## PROVIDED DATA
BEGIN

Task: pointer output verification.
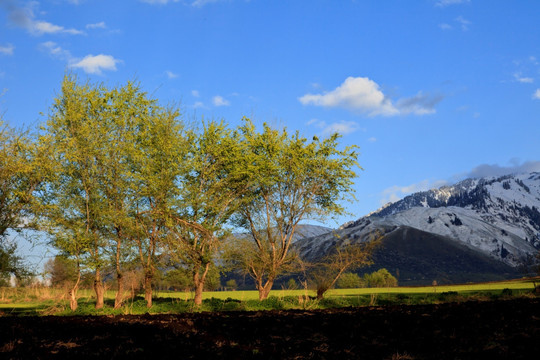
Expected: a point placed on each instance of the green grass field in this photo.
(44, 301)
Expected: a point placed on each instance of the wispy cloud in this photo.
(398, 192)
(445, 26)
(158, 2)
(220, 101)
(445, 3)
(91, 64)
(420, 104)
(523, 79)
(96, 64)
(200, 3)
(171, 75)
(360, 94)
(341, 127)
(24, 17)
(56, 51)
(464, 23)
(486, 170)
(99, 25)
(7, 49)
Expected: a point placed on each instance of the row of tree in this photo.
(115, 178)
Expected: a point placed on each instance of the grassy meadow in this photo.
(47, 301)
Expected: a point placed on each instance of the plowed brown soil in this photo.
(472, 330)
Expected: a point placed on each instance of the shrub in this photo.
(350, 281)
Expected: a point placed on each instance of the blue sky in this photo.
(432, 91)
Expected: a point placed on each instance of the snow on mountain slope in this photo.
(497, 216)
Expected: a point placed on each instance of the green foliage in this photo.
(350, 281)
(291, 179)
(380, 278)
(10, 263)
(61, 271)
(345, 256)
(231, 284)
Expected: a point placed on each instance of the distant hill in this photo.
(476, 230)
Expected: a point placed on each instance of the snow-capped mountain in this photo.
(488, 219)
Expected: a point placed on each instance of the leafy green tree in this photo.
(72, 202)
(231, 284)
(126, 113)
(20, 175)
(62, 271)
(159, 151)
(345, 256)
(291, 179)
(209, 194)
(178, 279)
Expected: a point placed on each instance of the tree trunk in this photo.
(120, 292)
(264, 291)
(148, 289)
(73, 292)
(98, 288)
(73, 298)
(320, 293)
(198, 281)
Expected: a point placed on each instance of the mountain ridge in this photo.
(489, 219)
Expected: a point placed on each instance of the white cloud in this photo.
(463, 22)
(90, 64)
(200, 3)
(55, 50)
(95, 64)
(445, 26)
(171, 75)
(99, 25)
(358, 94)
(444, 3)
(7, 50)
(363, 95)
(24, 17)
(522, 79)
(419, 104)
(486, 170)
(220, 101)
(43, 27)
(158, 2)
(396, 192)
(341, 127)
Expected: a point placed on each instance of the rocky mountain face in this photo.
(478, 229)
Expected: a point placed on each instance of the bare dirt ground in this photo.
(472, 330)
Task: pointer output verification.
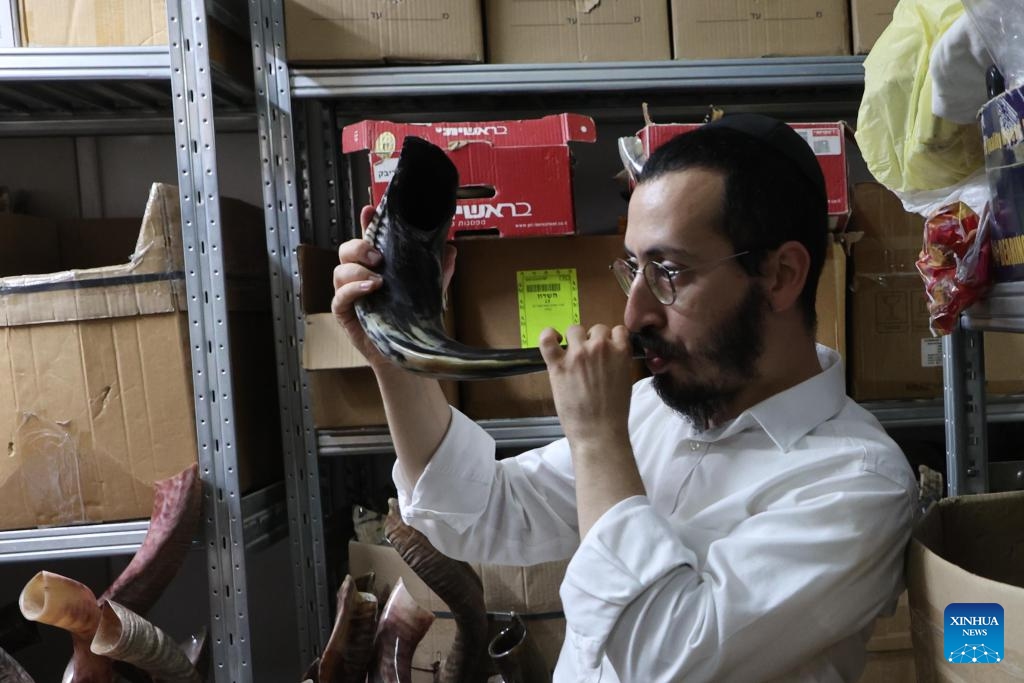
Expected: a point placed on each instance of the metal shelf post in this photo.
(273, 107)
(967, 430)
(192, 90)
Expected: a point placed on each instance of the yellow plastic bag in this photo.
(906, 147)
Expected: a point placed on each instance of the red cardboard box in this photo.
(826, 139)
(526, 164)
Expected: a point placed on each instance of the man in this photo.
(733, 517)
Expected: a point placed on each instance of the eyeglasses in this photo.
(659, 278)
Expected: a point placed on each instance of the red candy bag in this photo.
(953, 263)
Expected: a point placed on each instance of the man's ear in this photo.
(785, 272)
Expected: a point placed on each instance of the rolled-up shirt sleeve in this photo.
(781, 586)
(516, 511)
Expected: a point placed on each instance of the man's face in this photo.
(705, 347)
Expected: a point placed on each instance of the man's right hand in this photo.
(354, 278)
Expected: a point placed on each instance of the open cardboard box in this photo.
(968, 549)
(95, 370)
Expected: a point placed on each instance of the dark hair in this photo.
(767, 199)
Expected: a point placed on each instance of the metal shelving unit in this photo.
(74, 91)
(298, 112)
(969, 411)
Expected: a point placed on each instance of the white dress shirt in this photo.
(763, 550)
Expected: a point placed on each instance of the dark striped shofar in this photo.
(403, 317)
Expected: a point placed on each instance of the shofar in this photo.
(403, 317)
(458, 585)
(125, 636)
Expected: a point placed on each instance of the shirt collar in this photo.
(790, 415)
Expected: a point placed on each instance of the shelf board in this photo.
(722, 75)
(263, 510)
(105, 85)
(531, 432)
(1000, 310)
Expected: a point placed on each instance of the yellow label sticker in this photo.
(547, 299)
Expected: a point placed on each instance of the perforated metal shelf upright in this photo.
(81, 91)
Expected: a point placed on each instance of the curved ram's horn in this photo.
(55, 600)
(457, 585)
(10, 671)
(401, 627)
(346, 657)
(176, 508)
(125, 636)
(403, 316)
(516, 656)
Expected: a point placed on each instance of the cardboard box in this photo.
(384, 31)
(715, 30)
(525, 164)
(96, 392)
(530, 592)
(890, 649)
(487, 310)
(342, 387)
(828, 141)
(123, 23)
(830, 301)
(869, 18)
(1001, 126)
(967, 550)
(520, 31)
(10, 31)
(893, 354)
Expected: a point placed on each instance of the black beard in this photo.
(732, 350)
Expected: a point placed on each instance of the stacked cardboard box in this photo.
(383, 31)
(568, 31)
(96, 386)
(869, 18)
(121, 23)
(893, 354)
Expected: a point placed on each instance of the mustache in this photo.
(650, 341)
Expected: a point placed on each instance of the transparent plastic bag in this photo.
(954, 263)
(1000, 24)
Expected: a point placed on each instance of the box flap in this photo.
(892, 238)
(565, 31)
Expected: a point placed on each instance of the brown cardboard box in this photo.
(487, 309)
(716, 30)
(893, 354)
(890, 650)
(520, 31)
(10, 33)
(122, 23)
(342, 387)
(967, 550)
(869, 18)
(529, 591)
(95, 391)
(830, 302)
(375, 31)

END

Reproduce each entry above word for word. Pictures are not part of the copy.

## RESULT OF THE TASK
Task: pointer output verification.
Expected: a point placed on each instance of the green grass field in this photo.
(44, 301)
Expected: a point placed on each instance of the wispy cloud in this photo.
(398, 192)
(445, 26)
(158, 2)
(220, 101)
(445, 3)
(91, 64)
(420, 104)
(523, 79)
(96, 64)
(200, 3)
(171, 75)
(360, 94)
(341, 127)
(24, 17)
(56, 51)
(464, 23)
(486, 170)
(99, 25)
(7, 49)
Expected: a point placed on each instance of the row of tree in this photo.
(115, 178)
Expected: a point placed on each instance of the grassy meadow in this photo.
(47, 301)
Expected: a point placed on each instance of the plowed brown soil in this photo.
(472, 330)
Expected: a point placed on each instance of the shrub in this photo.
(350, 281)
Expected: a point placed on each instance of the blue sky in this photo.
(432, 91)
Expected: a point placed on each instance of the snow on mountain slope in this photo.
(497, 216)
Expected: a point placed on each instance of the green foliage in this photo.
(350, 281)
(291, 179)
(380, 278)
(10, 263)
(61, 271)
(345, 256)
(231, 284)
Expected: a point placed on each instance of the distant hill in this photo.
(476, 230)
Expected: a point placed on each instance of the snow-capped mountain in this photo.
(488, 219)
Expected: a point placed on each instance of the leafy green tree in this photo.
(72, 202)
(231, 284)
(126, 113)
(20, 175)
(62, 271)
(159, 151)
(345, 256)
(291, 179)
(209, 194)
(178, 279)
Expected: a point placed on each instance of the tree trunk in this photo.
(120, 292)
(264, 291)
(148, 289)
(73, 292)
(98, 288)
(73, 298)
(320, 293)
(198, 281)
Expected: a point placed on each instance of the mountain ridge in this photo.
(489, 219)
Expected: a point placed on each instance of the white cloud in this photo.
(463, 22)
(90, 64)
(200, 3)
(55, 50)
(95, 64)
(445, 26)
(171, 75)
(99, 25)
(358, 94)
(444, 3)
(7, 50)
(363, 95)
(24, 17)
(522, 79)
(419, 104)
(486, 170)
(220, 101)
(43, 27)
(158, 2)
(396, 192)
(341, 127)
Expected: a point placed on each instance of the rocky mountain face in this photo.
(478, 229)
Expected: a point placed on each instance of the bare dirt ground in this photo.
(472, 330)
Task: pointer output verification.
Expected: a point placed on each instance of the metal shelf post in this photo.
(273, 107)
(967, 430)
(192, 90)
Expected: a point placed on each instance of the yellow plastic bag in this photo.
(906, 147)
Expected: a point placed on each instance of the red cardboard box in this photo.
(826, 139)
(526, 164)
Expected: a point placed on each instance of the man in this photo.
(733, 517)
Expected: a point placed on each instance of the eyeglasses in this photo.
(659, 278)
Expected: a point placed on each instance of the red candy bag in this photo.
(953, 263)
Expected: a point placed on each instance of the man's ear in this photo.
(785, 272)
Expected: a point placed on each instance of the rolled-up shirt sleeve in this photo.
(781, 586)
(516, 511)
Expected: a point placed on each instance of the man's face in this photo.
(705, 347)
Expected: a point placed on each instance of the man's right hand in this photo.
(354, 278)
Expected: a point placed on each instance of the open cardboard box in this photo.
(968, 549)
(95, 370)
Expected: a point placed on each instance of the dark hair in this photo.
(767, 199)
Expected: a point placed on each instance of the metal shelving unit in this photo.
(74, 91)
(298, 112)
(969, 411)
Expected: a point placed on each instance of the white dress shirt in this photo.
(763, 550)
Expected: a point placed on each instance of the dark striped shofar in this photo.
(403, 317)
Expected: a point placed on each instance of the shofar in this photo.
(403, 317)
(458, 585)
(125, 636)
Expected: a point placed on each instance of the shirt collar in this photo.
(790, 415)
Expected: a point placed on each instance of the shelf board in this photo.
(722, 75)
(263, 510)
(105, 85)
(531, 432)
(1000, 310)
Expected: a point placed on each instance of the yellow label sticker in this photo.
(547, 299)
Expected: a point placed on each instance of the perforated metal shelf upright in this photo.
(81, 91)
Expected: a point placed on each instance of the curved ram's horn in this photo.
(55, 600)
(457, 585)
(10, 671)
(401, 627)
(346, 657)
(176, 508)
(125, 636)
(403, 316)
(516, 656)
Expected: a point placed on each instance of the cardboard box in this photo.
(384, 31)
(715, 30)
(525, 164)
(96, 392)
(530, 592)
(890, 649)
(487, 310)
(342, 387)
(828, 141)
(123, 23)
(830, 301)
(869, 18)
(1001, 126)
(967, 550)
(520, 31)
(10, 31)
(893, 354)
Expected: a point placed on each instance of the black beard in this photo.
(732, 350)
Expected: a point placed on each instance of the stacked cardboard box in this photo.
(383, 31)
(568, 31)
(96, 386)
(869, 18)
(121, 23)
(893, 354)
Expected: a point placed on each instance of the mustache in this photo.
(650, 341)
Expected: a point placed on each instance of the transparent plastic bag in this photo.
(954, 263)
(1000, 24)
Expected: a point placed on each instance of the box flap in this photo.
(892, 238)
(565, 31)
Expected: a point placed on each instance of the brown cardboard box in this photo.
(487, 309)
(716, 30)
(893, 354)
(890, 650)
(520, 31)
(10, 33)
(122, 23)
(342, 387)
(967, 550)
(869, 18)
(529, 591)
(95, 391)
(830, 302)
(375, 31)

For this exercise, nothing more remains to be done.